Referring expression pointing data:
§
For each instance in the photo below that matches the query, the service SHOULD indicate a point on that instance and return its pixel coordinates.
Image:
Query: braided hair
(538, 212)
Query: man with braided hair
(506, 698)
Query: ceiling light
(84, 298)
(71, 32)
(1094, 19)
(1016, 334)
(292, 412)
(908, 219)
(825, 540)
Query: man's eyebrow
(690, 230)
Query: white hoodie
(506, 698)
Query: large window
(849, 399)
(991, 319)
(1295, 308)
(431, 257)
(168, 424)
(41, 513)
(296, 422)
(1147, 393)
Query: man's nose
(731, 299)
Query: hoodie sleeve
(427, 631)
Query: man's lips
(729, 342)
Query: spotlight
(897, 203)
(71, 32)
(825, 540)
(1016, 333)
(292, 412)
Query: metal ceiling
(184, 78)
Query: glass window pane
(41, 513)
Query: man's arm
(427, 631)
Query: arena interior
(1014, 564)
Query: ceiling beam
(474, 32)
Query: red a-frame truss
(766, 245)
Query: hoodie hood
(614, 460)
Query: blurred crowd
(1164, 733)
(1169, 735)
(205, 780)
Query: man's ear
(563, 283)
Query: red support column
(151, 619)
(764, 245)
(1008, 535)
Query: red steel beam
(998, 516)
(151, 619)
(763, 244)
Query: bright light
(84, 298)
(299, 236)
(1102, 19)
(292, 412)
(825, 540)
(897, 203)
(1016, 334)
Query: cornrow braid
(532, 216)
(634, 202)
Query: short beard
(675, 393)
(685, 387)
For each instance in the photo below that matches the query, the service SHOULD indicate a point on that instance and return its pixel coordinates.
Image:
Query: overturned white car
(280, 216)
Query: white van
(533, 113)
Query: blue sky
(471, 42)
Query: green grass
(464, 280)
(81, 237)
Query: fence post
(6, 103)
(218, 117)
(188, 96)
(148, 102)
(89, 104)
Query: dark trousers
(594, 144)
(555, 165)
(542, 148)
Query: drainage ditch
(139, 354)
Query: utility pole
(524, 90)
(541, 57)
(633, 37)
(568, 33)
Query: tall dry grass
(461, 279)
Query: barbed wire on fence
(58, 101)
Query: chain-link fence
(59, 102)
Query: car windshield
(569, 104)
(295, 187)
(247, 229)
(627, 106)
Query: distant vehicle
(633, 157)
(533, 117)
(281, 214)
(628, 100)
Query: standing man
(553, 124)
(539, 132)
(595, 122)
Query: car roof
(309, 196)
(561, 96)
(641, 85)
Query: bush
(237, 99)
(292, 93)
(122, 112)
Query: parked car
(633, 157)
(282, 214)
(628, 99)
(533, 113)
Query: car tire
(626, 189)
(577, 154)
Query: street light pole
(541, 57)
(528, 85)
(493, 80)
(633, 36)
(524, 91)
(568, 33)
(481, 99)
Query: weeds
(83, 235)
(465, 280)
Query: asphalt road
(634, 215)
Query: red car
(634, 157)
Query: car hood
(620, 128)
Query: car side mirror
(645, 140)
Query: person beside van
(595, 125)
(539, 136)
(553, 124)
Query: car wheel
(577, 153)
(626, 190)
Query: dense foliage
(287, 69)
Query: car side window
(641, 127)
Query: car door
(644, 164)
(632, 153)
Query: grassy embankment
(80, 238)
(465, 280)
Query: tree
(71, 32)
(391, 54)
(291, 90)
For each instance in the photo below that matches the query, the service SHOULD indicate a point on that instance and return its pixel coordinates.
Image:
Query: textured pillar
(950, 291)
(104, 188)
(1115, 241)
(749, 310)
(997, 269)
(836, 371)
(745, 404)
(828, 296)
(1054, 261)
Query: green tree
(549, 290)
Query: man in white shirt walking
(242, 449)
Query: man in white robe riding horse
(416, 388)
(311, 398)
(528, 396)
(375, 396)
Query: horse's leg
§
What the task asks: Each entry above is to be transcribed exactly as it was written.

Response:
For each instance in the photo below that matches the query, the service SHOULD indicate a point on that instance and return its pixel coordinates.
Image:
Query: braided hair
(538, 212)
Query: man with braided hair
(506, 698)
Query: ceiling light
(84, 298)
(71, 32)
(1094, 19)
(1016, 334)
(292, 412)
(908, 219)
(825, 540)
Query: man's eyebrow
(690, 230)
Query: white hoodie
(506, 698)
Query: large window
(849, 399)
(991, 319)
(1295, 308)
(431, 257)
(168, 424)
(41, 513)
(296, 422)
(1147, 393)
Query: man's nose
(731, 299)
Query: hoodie sleeve
(427, 631)
Query: man's lips
(729, 342)
Query: spotlight
(897, 203)
(71, 32)
(825, 540)
(1016, 333)
(292, 412)
Query: metal ceiling
(184, 78)
Query: glass window pane
(41, 513)
Query: man's arm
(427, 631)
Query: arena interior
(1014, 564)
Query: ceiling beam
(474, 32)
Query: red a-frame truss
(766, 245)
Query: hoodie hood
(614, 460)
Query: blurred crowd
(1164, 733)
(1169, 735)
(205, 780)
Query: man's ear
(563, 283)
Query: red support column
(151, 619)
(764, 245)
(1008, 535)
Query: red steel beam
(998, 516)
(151, 619)
(763, 244)
Query: bright light
(84, 298)
(299, 236)
(1102, 19)
(292, 412)
(825, 540)
(897, 203)
(1016, 334)
Query: cornrow braid
(532, 216)
(634, 202)
Query: short beard
(675, 393)
(685, 387)
For each instance in the photo below that matches the query, the service SHOULD indicate a point on that instance and return its pixel coordinates.
Image:
Query: overturned white car
(280, 216)
Query: white van
(533, 113)
Query: blue sky
(471, 42)
Query: green grass
(464, 280)
(81, 237)
Query: fence post
(6, 103)
(218, 117)
(188, 96)
(148, 102)
(89, 104)
Query: dark trousers
(594, 144)
(555, 165)
(542, 148)
Query: drainage ditch
(139, 354)
Query: utility pole
(524, 90)
(541, 57)
(633, 37)
(568, 33)
Query: tall dry grass
(461, 279)
Query: barbed wire on fence
(58, 101)
Query: chain-link fence
(59, 102)
Query: car windshield
(569, 104)
(295, 187)
(247, 229)
(627, 106)
Query: distant vehicle
(633, 157)
(533, 117)
(281, 214)
(628, 100)
Query: standing man
(553, 124)
(539, 132)
(595, 122)
Query: car roof
(309, 196)
(561, 96)
(641, 85)
Query: bush
(237, 99)
(292, 93)
(122, 112)
Query: parked car
(633, 157)
(282, 214)
(628, 99)
(533, 113)
Query: car tire
(626, 189)
(577, 154)
Query: street light pole
(541, 57)
(528, 85)
(493, 80)
(633, 36)
(524, 91)
(568, 33)
(481, 99)
Query: weeds
(83, 235)
(465, 280)
Query: asphalt road
(634, 215)
Query: red car
(634, 157)
Query: car hood
(620, 128)
Query: car side mirror
(645, 140)
Query: person beside van
(595, 125)
(539, 136)
(553, 124)
Query: car wheel
(577, 153)
(626, 190)
Query: dense foliage
(287, 69)
Query: car side window
(641, 127)
Query: car door
(644, 164)
(632, 153)
Query: grassy embankment
(80, 238)
(465, 280)
Query: tree
(71, 32)
(391, 54)
(291, 90)
For each instance in the photo below that matches the query, the service SHOULD indicate a point on that instance and return its pixel coordinates.
Image:
Query: textured pillar
(950, 291)
(104, 188)
(1115, 241)
(749, 310)
(997, 269)
(836, 371)
(745, 404)
(828, 296)
(1054, 261)
Query: green tree
(549, 290)
Query: man in white shirt walking
(242, 449)
Query: man in white robe riding horse
(416, 388)
(311, 398)
(528, 396)
(375, 396)
Query: horse's leg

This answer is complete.